## BEGIN Working data

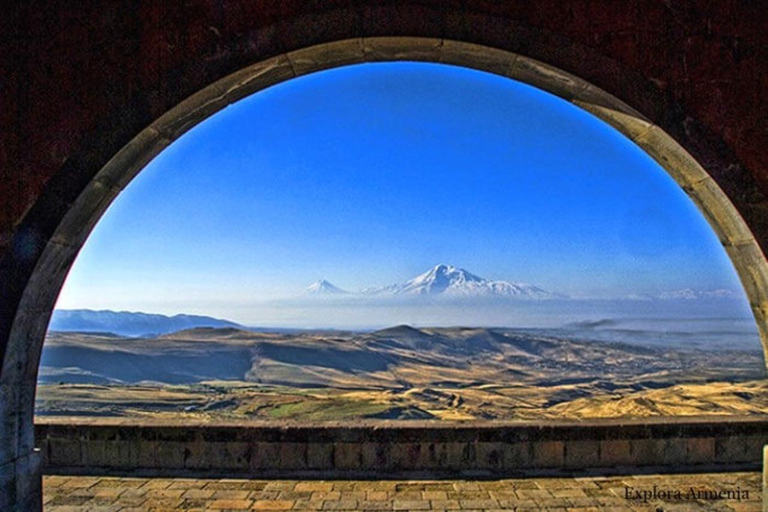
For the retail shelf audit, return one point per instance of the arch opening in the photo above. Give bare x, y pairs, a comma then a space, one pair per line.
329, 326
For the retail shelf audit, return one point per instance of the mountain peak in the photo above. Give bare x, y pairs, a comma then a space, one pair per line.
323, 287
444, 279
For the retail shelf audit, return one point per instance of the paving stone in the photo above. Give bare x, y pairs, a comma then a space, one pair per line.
566, 494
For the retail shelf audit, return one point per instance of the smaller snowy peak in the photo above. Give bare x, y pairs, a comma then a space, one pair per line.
322, 288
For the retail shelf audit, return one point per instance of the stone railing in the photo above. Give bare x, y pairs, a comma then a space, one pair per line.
79, 445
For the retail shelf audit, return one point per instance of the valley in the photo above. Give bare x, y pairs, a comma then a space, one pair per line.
399, 373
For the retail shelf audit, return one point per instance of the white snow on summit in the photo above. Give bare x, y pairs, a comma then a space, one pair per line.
453, 281
323, 287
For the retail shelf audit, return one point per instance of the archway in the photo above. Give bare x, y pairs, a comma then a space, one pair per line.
71, 222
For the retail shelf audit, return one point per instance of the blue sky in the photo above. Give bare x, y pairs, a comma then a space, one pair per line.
368, 175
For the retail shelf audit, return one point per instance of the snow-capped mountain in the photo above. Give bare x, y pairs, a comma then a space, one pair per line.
323, 287
456, 282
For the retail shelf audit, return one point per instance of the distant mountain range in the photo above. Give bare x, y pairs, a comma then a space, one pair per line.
443, 280
125, 323
687, 294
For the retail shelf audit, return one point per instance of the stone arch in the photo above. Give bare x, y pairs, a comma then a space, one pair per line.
46, 258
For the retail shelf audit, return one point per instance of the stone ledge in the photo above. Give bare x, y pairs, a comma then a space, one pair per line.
378, 447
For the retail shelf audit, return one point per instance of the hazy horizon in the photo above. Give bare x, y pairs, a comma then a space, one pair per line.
367, 176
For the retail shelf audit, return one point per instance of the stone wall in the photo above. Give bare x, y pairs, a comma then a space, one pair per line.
99, 446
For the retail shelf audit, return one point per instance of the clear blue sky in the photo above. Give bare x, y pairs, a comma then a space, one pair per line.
368, 175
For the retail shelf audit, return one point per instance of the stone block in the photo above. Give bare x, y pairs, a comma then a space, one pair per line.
402, 48
581, 454
675, 452
700, 450
479, 57
490, 456
548, 454
646, 452
65, 452
753, 447
227, 455
433, 456
615, 452
325, 56
728, 450
263, 455
517, 455
29, 482
347, 456
146, 452
292, 456
405, 455
320, 455
93, 453
197, 454
170, 455
460, 455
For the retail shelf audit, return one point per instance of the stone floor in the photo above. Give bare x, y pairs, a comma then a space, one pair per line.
564, 494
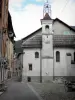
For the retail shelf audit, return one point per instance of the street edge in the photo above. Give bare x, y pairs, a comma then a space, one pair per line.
31, 87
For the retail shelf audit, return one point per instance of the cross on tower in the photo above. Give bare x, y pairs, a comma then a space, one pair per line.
47, 8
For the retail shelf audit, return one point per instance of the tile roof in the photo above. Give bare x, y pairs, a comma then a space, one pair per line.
46, 17
64, 41
34, 42
58, 41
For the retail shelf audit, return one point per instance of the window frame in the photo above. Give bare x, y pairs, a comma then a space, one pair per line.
30, 67
36, 54
57, 56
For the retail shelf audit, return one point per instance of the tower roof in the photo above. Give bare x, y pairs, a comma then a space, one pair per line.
46, 17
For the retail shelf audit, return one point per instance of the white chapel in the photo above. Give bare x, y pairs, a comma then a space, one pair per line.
49, 52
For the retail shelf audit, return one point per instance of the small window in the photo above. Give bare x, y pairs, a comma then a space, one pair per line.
30, 66
47, 26
57, 56
29, 79
74, 56
36, 55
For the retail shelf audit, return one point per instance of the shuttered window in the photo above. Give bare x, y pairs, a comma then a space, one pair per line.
57, 56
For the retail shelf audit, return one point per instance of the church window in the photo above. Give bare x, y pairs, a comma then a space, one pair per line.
36, 55
57, 56
30, 66
29, 79
74, 56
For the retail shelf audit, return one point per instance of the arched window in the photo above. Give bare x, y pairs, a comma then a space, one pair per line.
57, 56
74, 56
36, 55
47, 28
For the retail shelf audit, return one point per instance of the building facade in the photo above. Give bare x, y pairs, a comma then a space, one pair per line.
49, 52
5, 37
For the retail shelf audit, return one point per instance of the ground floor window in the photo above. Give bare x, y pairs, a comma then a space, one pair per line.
29, 79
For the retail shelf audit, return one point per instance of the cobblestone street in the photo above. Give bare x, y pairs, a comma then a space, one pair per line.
52, 91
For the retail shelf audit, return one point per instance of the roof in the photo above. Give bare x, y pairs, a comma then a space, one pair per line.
64, 41
58, 41
70, 27
32, 34
46, 17
34, 42
10, 26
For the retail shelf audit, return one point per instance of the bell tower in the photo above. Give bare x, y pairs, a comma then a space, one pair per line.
47, 43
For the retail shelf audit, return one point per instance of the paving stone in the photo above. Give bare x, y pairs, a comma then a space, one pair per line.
53, 91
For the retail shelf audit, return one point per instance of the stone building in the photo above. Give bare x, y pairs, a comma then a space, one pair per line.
5, 39
49, 52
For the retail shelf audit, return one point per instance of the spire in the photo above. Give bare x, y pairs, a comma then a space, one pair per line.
47, 10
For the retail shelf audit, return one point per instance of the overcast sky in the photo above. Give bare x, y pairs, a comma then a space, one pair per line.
26, 14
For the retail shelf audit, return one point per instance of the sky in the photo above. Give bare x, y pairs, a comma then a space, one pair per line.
26, 14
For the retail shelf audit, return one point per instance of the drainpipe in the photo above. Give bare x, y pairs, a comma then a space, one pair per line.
40, 66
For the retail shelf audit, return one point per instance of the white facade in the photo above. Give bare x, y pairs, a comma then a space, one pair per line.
29, 58
46, 67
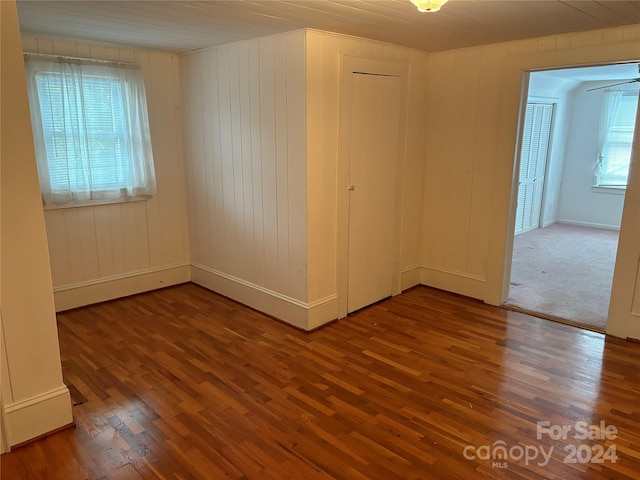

## END Working data

» What you need to do: Report how many lines of the data above contain the word "floor", with case counting. Give only the number.

» Exercise output: 2